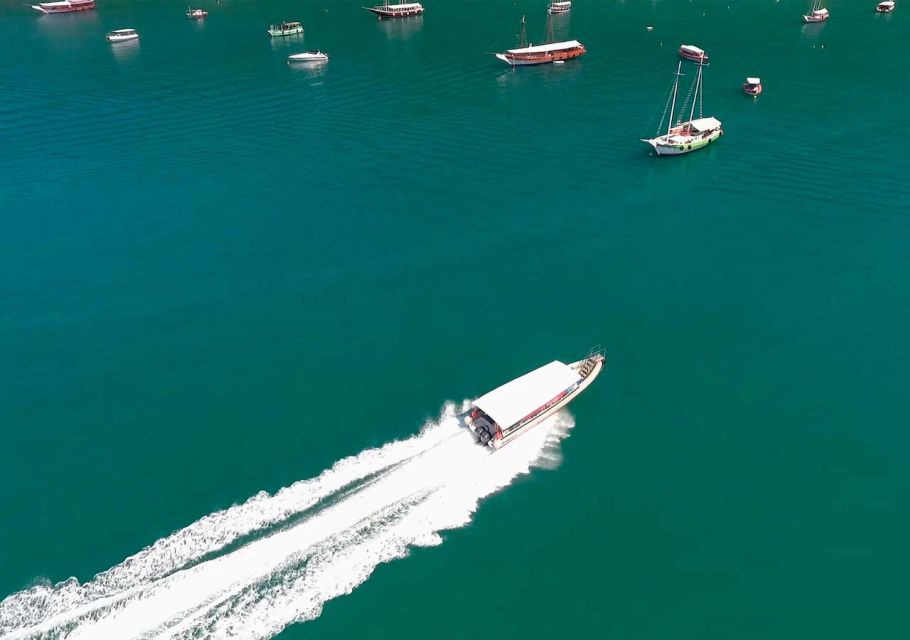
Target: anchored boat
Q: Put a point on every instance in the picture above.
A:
(694, 133)
(498, 417)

▶ **What you have to do**: Can you retype every item above word for word, leaving out the pictures?

▶ **Exercise solution**:
Target: anchored boat
Q: Put a point on every instance in the picture above.
A:
(694, 133)
(498, 417)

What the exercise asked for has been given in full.